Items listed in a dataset
──────

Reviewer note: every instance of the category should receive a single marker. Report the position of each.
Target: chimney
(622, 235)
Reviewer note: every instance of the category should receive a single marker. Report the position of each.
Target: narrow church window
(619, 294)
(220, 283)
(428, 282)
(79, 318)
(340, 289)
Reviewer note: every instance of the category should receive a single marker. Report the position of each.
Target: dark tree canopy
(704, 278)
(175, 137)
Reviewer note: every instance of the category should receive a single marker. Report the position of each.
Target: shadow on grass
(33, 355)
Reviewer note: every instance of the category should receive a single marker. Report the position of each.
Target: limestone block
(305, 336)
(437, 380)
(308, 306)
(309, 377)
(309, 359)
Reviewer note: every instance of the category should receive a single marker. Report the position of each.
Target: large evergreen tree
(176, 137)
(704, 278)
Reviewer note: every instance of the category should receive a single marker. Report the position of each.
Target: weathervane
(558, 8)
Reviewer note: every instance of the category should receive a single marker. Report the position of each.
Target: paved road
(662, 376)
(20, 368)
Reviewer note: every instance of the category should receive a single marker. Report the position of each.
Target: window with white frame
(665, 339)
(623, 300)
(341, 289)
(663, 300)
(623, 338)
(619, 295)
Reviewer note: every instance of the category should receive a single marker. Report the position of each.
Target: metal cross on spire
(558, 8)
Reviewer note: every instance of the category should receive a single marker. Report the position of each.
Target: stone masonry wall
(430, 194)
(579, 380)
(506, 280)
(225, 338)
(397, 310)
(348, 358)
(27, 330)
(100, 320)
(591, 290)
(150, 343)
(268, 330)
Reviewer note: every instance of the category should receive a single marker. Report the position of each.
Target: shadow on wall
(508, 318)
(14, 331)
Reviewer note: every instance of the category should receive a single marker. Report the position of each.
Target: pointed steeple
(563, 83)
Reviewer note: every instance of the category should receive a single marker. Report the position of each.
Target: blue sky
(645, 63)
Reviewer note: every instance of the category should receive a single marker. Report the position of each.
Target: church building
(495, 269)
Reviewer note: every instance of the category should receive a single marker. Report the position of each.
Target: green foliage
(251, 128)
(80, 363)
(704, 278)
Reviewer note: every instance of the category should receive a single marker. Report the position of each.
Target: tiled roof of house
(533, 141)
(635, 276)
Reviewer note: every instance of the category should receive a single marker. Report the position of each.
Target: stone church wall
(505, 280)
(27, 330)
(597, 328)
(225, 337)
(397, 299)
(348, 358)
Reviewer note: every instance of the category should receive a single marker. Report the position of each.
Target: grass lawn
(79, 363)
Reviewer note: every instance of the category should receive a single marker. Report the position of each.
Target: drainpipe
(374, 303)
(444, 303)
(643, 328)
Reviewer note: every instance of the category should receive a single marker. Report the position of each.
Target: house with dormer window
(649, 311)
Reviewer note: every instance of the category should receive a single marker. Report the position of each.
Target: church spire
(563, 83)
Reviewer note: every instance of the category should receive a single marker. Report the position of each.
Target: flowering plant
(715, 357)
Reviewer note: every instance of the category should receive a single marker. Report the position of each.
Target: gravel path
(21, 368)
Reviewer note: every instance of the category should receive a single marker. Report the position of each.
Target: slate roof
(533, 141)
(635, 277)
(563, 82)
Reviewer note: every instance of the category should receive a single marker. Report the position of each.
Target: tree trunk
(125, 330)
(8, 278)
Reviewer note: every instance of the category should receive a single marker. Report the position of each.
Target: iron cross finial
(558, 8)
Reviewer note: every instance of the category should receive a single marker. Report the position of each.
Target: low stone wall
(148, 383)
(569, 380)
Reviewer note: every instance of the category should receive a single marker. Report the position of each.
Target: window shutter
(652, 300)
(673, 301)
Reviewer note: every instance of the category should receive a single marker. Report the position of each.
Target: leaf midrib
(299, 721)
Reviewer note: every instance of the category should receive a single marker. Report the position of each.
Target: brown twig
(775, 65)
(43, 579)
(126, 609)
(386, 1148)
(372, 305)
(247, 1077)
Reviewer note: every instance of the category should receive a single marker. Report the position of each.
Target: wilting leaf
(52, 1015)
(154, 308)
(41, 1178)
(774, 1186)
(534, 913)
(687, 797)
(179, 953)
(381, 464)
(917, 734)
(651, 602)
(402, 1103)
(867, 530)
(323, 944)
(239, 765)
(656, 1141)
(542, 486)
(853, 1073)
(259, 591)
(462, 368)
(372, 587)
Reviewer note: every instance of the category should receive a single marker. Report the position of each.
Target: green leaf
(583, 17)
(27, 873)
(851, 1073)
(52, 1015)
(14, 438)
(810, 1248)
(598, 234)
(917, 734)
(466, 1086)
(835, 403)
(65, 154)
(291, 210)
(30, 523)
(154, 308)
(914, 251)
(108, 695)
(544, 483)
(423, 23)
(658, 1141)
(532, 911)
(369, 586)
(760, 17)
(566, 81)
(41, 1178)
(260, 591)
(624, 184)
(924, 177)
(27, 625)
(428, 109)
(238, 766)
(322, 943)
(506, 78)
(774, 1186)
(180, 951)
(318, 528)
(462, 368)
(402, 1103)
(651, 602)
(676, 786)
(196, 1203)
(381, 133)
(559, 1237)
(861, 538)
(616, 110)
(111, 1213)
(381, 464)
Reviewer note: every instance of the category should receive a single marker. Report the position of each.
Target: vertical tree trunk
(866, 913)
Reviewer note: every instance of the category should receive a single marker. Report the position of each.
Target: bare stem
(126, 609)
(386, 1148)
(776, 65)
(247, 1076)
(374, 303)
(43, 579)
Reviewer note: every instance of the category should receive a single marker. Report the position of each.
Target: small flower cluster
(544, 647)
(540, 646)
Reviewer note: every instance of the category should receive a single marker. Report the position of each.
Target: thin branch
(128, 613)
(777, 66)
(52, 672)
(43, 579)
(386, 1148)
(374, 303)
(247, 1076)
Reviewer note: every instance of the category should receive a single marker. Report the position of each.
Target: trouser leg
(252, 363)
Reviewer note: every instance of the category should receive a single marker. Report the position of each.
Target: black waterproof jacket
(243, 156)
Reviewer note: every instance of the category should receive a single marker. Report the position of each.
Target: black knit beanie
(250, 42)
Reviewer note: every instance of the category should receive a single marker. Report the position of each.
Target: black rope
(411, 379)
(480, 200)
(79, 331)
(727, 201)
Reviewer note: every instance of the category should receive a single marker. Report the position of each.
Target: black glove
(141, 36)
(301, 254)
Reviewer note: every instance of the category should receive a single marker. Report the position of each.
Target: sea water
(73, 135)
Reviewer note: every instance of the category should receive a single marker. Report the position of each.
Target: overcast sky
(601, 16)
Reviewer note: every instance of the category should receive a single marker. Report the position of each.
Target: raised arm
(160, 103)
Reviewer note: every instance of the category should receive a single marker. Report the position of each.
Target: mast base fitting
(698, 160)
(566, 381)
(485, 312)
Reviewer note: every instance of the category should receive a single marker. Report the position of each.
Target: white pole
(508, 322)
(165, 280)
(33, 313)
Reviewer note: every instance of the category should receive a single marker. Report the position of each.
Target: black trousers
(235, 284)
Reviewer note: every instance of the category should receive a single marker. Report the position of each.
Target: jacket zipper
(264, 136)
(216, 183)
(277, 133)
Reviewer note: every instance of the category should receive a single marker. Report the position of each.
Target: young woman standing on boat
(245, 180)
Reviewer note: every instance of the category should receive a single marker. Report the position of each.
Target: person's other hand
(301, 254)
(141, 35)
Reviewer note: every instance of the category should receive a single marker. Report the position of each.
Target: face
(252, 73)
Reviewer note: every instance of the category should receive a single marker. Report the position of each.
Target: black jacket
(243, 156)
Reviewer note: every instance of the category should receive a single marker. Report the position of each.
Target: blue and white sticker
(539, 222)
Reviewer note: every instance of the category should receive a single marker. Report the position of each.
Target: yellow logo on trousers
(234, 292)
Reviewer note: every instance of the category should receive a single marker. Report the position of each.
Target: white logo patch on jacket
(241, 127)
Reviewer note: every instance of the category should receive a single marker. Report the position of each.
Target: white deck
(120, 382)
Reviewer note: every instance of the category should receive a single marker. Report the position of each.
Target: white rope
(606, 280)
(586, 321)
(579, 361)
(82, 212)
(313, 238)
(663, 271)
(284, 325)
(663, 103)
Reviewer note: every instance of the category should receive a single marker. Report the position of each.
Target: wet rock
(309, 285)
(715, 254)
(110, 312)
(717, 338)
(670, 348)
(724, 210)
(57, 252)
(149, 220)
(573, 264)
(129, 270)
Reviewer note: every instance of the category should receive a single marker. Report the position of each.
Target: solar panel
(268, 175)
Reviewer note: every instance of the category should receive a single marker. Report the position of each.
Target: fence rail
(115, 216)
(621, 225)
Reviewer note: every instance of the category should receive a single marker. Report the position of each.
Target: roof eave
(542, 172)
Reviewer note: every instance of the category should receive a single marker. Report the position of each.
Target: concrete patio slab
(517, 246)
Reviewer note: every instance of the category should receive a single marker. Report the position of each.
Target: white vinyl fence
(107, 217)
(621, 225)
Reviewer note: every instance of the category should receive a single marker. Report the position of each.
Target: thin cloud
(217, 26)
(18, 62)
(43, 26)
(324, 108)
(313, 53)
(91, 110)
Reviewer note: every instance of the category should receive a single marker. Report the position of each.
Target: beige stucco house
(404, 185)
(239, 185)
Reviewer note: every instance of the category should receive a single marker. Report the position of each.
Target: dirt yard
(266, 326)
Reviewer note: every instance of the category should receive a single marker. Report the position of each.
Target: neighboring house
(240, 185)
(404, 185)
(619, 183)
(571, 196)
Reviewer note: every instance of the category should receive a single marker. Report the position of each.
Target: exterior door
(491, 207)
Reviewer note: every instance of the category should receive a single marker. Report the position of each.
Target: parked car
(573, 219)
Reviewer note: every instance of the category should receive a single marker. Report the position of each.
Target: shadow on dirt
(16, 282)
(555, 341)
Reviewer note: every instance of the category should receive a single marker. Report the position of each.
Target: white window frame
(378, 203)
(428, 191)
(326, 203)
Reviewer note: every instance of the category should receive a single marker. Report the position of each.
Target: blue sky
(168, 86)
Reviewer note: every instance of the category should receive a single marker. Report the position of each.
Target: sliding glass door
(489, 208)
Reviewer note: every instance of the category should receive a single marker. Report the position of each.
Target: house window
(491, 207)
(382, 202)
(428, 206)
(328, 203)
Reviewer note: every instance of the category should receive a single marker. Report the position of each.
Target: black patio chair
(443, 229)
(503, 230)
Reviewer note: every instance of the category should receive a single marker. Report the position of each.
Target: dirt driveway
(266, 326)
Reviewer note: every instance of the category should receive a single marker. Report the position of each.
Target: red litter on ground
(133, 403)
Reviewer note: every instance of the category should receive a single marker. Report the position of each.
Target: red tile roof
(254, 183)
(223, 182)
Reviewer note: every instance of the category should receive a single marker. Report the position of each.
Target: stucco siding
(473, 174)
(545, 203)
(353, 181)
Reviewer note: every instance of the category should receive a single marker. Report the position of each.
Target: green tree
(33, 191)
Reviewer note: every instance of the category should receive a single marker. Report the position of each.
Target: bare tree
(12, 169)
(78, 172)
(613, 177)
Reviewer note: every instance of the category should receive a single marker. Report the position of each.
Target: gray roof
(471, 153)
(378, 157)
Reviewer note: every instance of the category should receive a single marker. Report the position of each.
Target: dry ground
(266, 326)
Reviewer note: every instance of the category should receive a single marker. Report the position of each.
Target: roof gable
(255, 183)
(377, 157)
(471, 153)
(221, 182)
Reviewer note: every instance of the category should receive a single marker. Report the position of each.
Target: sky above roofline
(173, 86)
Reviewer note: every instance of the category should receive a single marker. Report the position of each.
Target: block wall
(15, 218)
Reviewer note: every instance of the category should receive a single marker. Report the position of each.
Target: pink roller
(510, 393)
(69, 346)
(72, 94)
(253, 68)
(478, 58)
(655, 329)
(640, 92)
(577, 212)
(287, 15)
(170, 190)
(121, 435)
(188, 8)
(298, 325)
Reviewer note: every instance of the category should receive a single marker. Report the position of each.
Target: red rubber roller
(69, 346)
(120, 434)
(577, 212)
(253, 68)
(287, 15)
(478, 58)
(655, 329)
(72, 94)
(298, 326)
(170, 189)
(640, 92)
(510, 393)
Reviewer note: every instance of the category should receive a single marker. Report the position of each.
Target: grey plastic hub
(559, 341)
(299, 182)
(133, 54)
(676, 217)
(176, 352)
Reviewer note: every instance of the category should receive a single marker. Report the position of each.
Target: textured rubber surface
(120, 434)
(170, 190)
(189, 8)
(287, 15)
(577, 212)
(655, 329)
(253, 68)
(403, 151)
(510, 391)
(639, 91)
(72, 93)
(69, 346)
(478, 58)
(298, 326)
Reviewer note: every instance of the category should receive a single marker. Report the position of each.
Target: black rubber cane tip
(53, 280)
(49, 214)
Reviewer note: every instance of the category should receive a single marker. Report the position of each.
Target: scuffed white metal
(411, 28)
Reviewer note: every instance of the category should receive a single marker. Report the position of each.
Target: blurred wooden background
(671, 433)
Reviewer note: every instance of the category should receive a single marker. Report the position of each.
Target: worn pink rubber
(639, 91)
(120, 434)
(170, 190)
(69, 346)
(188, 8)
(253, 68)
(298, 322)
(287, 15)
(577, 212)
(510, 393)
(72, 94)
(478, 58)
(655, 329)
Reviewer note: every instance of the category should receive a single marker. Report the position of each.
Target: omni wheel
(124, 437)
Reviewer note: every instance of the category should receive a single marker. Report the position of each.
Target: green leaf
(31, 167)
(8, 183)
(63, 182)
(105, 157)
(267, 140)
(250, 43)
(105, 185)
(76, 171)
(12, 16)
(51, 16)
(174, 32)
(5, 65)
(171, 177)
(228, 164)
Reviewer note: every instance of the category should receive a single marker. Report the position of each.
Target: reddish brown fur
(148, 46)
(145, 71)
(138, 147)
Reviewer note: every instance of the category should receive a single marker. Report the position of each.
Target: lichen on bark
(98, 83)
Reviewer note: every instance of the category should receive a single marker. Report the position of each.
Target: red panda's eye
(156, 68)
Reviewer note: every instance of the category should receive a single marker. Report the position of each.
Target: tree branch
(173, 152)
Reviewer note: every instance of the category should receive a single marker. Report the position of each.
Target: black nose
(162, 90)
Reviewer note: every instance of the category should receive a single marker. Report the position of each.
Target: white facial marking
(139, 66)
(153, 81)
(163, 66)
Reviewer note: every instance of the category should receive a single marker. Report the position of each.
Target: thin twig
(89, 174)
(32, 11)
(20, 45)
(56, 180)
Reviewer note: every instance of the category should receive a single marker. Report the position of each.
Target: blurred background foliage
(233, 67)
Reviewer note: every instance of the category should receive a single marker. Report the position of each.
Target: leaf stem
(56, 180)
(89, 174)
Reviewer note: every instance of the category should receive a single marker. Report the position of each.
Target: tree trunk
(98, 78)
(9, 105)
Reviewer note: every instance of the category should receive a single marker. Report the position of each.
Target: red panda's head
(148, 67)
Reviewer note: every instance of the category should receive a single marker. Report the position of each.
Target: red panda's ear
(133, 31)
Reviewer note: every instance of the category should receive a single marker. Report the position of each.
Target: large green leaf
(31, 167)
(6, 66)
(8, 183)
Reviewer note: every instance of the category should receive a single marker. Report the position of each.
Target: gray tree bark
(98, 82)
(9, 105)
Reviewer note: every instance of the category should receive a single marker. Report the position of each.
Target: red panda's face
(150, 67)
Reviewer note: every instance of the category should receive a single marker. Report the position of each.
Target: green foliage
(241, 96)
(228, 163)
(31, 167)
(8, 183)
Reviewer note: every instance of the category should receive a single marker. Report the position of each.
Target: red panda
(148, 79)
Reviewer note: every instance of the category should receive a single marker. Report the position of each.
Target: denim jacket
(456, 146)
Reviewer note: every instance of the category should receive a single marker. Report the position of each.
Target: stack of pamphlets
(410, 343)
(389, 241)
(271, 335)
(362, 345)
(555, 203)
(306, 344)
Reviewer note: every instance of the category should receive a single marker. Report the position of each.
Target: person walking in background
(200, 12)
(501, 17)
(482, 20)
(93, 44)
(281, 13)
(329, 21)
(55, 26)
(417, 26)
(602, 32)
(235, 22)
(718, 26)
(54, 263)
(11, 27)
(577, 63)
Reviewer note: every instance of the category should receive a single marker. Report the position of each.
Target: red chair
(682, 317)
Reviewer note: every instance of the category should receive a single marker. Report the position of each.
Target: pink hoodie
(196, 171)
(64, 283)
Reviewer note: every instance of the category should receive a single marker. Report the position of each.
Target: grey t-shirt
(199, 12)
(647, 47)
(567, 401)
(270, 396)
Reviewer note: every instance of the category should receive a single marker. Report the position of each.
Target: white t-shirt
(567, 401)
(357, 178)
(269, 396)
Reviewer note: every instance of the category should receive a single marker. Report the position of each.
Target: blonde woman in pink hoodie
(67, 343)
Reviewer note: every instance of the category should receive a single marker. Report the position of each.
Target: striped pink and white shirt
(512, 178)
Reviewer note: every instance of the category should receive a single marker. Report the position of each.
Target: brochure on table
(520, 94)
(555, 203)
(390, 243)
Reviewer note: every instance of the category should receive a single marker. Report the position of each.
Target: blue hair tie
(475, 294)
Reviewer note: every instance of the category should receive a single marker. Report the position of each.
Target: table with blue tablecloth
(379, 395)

──────

◆ **EXERCISE OBJECTIVE**
Repeat word for word each line from the one with "Target: striped pink and white shirt" to the end of the records above, inclusive.

◆ **SOLUTION**
Target: striped pink and white shirt
(512, 178)
Reviewer note: every instance of the category should receive a single marker. Report the position of each.
Target: brochure on table
(520, 94)
(555, 203)
(390, 243)
Reviewer note: every instance of the category should receive a single marker. Report the position of each.
Target: blue hair tie
(475, 294)
Reviewer note: every instance of the category should receive a single marker. Report the position of each.
Target: table with blue tablecloth
(379, 395)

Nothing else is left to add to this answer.